● **AVAILABLE RECORDS**
·····

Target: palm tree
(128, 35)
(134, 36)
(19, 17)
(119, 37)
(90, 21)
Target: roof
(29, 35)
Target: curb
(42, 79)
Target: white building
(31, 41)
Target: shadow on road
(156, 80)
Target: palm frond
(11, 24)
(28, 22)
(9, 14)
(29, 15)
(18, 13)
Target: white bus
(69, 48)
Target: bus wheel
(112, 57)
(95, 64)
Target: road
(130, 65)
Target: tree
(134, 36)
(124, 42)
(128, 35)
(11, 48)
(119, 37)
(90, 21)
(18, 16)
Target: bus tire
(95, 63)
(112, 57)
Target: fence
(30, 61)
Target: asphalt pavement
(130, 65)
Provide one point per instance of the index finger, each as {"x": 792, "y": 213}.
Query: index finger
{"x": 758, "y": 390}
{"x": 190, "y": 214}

·····

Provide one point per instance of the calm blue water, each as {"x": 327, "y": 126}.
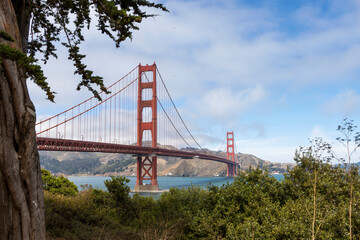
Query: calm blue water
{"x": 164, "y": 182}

·····

The lines to copy are those above that contain "point".

● **RESULT**
Provide one point per instance of the index finger, each as {"x": 792, "y": 213}.
Provide one point per instance of the calm blue water, each as {"x": 327, "y": 126}.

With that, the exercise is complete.